▼

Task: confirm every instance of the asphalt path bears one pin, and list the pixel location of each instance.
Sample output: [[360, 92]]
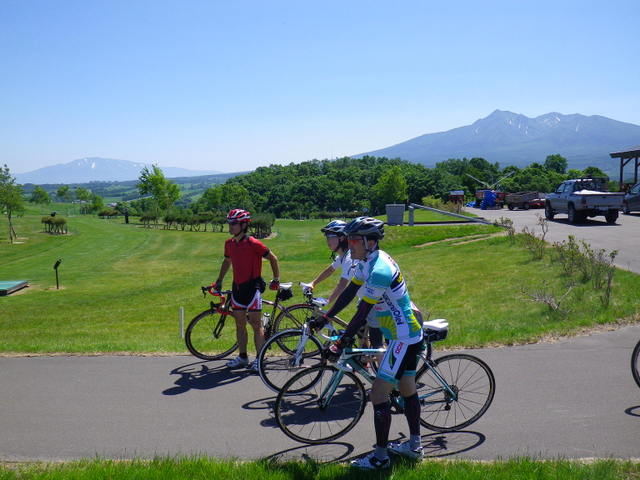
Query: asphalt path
[[574, 398], [623, 236]]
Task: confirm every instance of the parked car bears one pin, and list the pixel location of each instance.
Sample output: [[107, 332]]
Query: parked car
[[581, 198], [631, 202], [525, 200]]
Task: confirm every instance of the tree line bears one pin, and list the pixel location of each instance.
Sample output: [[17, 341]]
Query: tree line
[[344, 187]]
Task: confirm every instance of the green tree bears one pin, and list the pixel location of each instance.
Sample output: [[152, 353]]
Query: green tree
[[391, 188], [83, 194], [152, 181], [63, 193], [556, 163], [594, 172], [11, 201], [97, 203], [40, 196], [235, 196]]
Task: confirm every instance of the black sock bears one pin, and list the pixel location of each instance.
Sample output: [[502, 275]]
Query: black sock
[[412, 412], [382, 423]]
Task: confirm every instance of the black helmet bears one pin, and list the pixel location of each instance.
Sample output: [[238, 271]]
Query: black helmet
[[334, 226], [367, 227]]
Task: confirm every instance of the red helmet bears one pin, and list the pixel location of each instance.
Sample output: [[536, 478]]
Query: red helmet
[[237, 215]]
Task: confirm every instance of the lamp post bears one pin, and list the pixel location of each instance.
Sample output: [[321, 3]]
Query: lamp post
[[55, 267]]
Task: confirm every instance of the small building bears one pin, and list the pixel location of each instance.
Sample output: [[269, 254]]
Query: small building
[[625, 157]]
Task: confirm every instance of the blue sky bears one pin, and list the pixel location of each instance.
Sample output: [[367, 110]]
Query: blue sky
[[230, 86]]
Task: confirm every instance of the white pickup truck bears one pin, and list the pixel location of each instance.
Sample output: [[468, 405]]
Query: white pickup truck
[[581, 198]]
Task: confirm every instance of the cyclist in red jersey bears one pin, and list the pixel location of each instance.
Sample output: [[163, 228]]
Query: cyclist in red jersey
[[244, 254]]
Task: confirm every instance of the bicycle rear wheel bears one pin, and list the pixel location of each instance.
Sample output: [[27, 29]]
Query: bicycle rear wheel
[[211, 335], [635, 363], [468, 377], [278, 360], [300, 416]]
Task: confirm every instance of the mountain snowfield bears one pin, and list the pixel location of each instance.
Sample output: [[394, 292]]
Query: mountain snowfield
[[504, 137], [96, 169], [515, 139]]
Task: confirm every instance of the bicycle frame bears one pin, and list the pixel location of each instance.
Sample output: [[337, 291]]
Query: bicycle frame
[[349, 361]]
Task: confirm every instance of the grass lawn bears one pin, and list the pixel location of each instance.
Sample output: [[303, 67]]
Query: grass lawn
[[431, 216], [202, 468], [122, 285]]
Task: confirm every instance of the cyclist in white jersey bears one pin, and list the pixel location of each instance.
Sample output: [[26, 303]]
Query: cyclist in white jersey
[[337, 243], [386, 292]]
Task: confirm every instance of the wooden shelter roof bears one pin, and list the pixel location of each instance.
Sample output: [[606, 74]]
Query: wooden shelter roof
[[632, 152]]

▲

**JOB**
Could you rewrite the stretch of items from the start through the line containing "[[55, 267]]", swapping every "pin" for "marker" and changing nothing else? Leave the pictures out of your answer.

**OUTPUT OF THE TASK**
Task: confirm every instance of the asphalt path bears one marker, and list the pixel location of each instance.
Sample output: [[360, 92]]
Query: asphalt path
[[574, 398], [623, 236]]
Task: confirm every instance of the parked car bears one marker, and list the pixel location of each instance.
Sample output: [[107, 332]]
Query: parked car
[[581, 198], [631, 202], [525, 200]]
Task: confirm every instance of the tree line bears one marker, and list the pixel location of each instance.
Sample output: [[17, 341]]
Query: tree line
[[344, 187]]
Task: confirm every instance of the green tree bears one marker, and list the pixel location of each instance.
Sample output: [[152, 353]]
Query: green tree
[[391, 188], [83, 194], [152, 181], [63, 193], [556, 163], [594, 172], [11, 201], [97, 203], [40, 196], [235, 196]]
Task: confirm every instance of the black sock bears one marker, and list the pixel location of each instance.
Sample output: [[502, 275]]
Query: black sock
[[412, 412], [382, 423]]
Task: confirm every instance of the black helmet bears one marker, and list the pixel location of each instance.
Sample output: [[238, 271]]
Query: black helmet
[[334, 226], [367, 227]]
Task: confirm every instance of the red helmet bears one marker, and list the pixel location of each instance.
Sample output: [[536, 478]]
Query: red helmet
[[237, 215]]
Task: confirm every instance of the lamp post bears one marker, and list the pixel location of each instance.
Sample output: [[321, 3]]
Query: lamp post
[[55, 267]]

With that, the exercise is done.